▶ REQUIREMENTS
Please copy the data below word for word, from the line containing "Exercise. Point out the ghat" through the line containing "(1071, 208)", including both of those lines.

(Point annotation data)
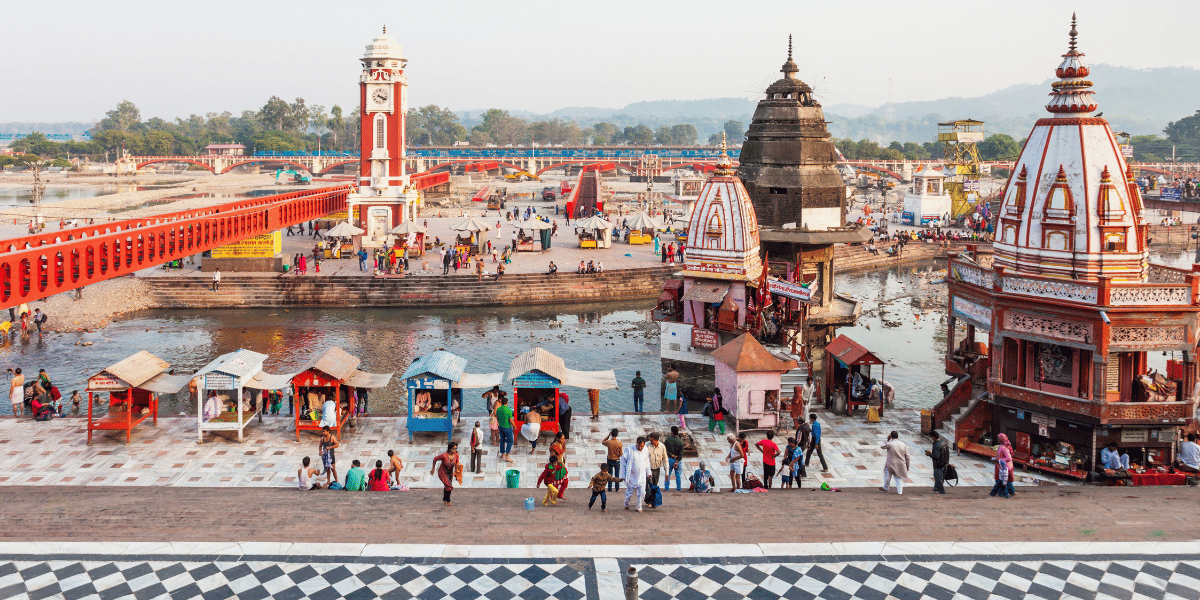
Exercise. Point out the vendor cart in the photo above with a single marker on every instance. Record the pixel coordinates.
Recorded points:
(435, 385)
(133, 387)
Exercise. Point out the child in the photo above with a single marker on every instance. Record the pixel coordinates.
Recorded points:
(599, 483)
(552, 477)
(477, 449)
(396, 466)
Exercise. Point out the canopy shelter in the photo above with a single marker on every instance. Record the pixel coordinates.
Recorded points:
(412, 237)
(328, 389)
(435, 385)
(133, 387)
(850, 371)
(537, 377)
(749, 378)
(593, 233)
(223, 399)
(343, 229)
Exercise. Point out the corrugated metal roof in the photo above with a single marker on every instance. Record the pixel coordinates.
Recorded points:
(538, 359)
(441, 363)
(747, 355)
(243, 364)
(335, 363)
(138, 369)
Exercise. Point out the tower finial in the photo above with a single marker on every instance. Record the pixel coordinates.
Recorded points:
(1073, 33)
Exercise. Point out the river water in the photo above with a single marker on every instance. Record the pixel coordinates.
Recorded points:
(903, 322)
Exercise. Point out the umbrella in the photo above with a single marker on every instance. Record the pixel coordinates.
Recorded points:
(643, 221)
(471, 225)
(407, 227)
(593, 222)
(343, 229)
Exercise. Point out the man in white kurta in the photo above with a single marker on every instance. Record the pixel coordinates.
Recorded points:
(635, 467)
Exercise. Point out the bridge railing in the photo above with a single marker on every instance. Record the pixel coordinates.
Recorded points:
(40, 271)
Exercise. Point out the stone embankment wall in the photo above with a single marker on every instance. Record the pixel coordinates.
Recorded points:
(858, 258)
(265, 291)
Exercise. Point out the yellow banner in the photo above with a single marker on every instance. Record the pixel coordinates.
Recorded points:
(259, 246)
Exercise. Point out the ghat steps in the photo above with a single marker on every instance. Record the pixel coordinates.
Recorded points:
(271, 289)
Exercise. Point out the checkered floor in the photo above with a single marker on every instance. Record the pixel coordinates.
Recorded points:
(257, 580)
(772, 577)
(918, 580)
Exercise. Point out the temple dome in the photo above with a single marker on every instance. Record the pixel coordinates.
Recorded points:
(1071, 208)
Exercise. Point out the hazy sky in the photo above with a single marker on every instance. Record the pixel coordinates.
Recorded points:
(73, 60)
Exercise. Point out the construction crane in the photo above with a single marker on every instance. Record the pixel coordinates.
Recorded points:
(961, 161)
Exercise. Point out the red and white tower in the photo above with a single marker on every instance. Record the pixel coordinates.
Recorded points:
(385, 197)
(382, 103)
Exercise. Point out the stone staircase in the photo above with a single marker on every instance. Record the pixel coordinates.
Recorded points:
(273, 289)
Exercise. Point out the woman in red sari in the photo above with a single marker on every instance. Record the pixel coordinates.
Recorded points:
(449, 461)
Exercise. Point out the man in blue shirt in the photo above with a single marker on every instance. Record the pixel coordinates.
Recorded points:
(815, 444)
(1113, 459)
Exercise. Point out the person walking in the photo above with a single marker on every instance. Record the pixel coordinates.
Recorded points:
(616, 450)
(450, 468)
(635, 468)
(769, 451)
(675, 459)
(639, 385)
(897, 463)
(715, 411)
(504, 423)
(941, 457)
(815, 445)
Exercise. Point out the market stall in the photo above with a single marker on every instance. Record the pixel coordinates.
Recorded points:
(750, 376)
(225, 400)
(850, 372)
(538, 376)
(594, 233)
(330, 376)
(435, 385)
(133, 387)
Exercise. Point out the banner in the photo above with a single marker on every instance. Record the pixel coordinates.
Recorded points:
(259, 246)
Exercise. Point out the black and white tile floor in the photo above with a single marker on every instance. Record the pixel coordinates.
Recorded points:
(666, 573)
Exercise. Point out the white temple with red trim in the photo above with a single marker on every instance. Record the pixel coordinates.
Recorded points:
(1066, 318)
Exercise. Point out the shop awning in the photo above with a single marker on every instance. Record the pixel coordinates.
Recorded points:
(589, 379)
(163, 383)
(706, 293)
(370, 381)
(479, 381)
(850, 352)
(269, 382)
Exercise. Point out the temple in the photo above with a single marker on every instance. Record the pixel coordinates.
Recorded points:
(1066, 317)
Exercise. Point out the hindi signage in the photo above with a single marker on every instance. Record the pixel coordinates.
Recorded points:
(705, 339)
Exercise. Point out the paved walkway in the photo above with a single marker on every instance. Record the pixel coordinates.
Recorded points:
(55, 453)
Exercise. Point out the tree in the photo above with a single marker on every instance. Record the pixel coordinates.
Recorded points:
(999, 147)
(125, 117)
(1185, 130)
(735, 132)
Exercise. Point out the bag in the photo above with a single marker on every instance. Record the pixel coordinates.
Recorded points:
(654, 496)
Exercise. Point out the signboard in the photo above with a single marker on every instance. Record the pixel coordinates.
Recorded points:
(705, 339)
(219, 382)
(105, 383)
(1134, 436)
(259, 246)
(789, 289)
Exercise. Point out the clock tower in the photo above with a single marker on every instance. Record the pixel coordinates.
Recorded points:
(384, 197)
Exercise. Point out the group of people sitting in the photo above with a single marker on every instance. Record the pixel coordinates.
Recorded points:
(589, 268)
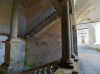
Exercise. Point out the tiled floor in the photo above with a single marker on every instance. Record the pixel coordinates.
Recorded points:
(89, 60)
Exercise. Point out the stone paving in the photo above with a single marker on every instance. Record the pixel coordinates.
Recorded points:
(89, 60)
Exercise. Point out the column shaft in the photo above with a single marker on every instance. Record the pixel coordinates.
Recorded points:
(66, 39)
(65, 28)
(14, 19)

▶ TASK RESPONSE
Exercise. Point out the ghat steps in the photo above with a single marker on every instance. Record the pixel coordinates.
Recorded points:
(271, 289)
Exercise. Point out the checkered floor in the photo above with a single marker on every instance. Record the pixel coordinates.
Recorded points:
(257, 580)
(772, 577)
(918, 580)
Exercise. Point out the temple dome in the photo above with a single marker on every instance. Record the pixel coordinates.
Recorded points:
(1071, 208)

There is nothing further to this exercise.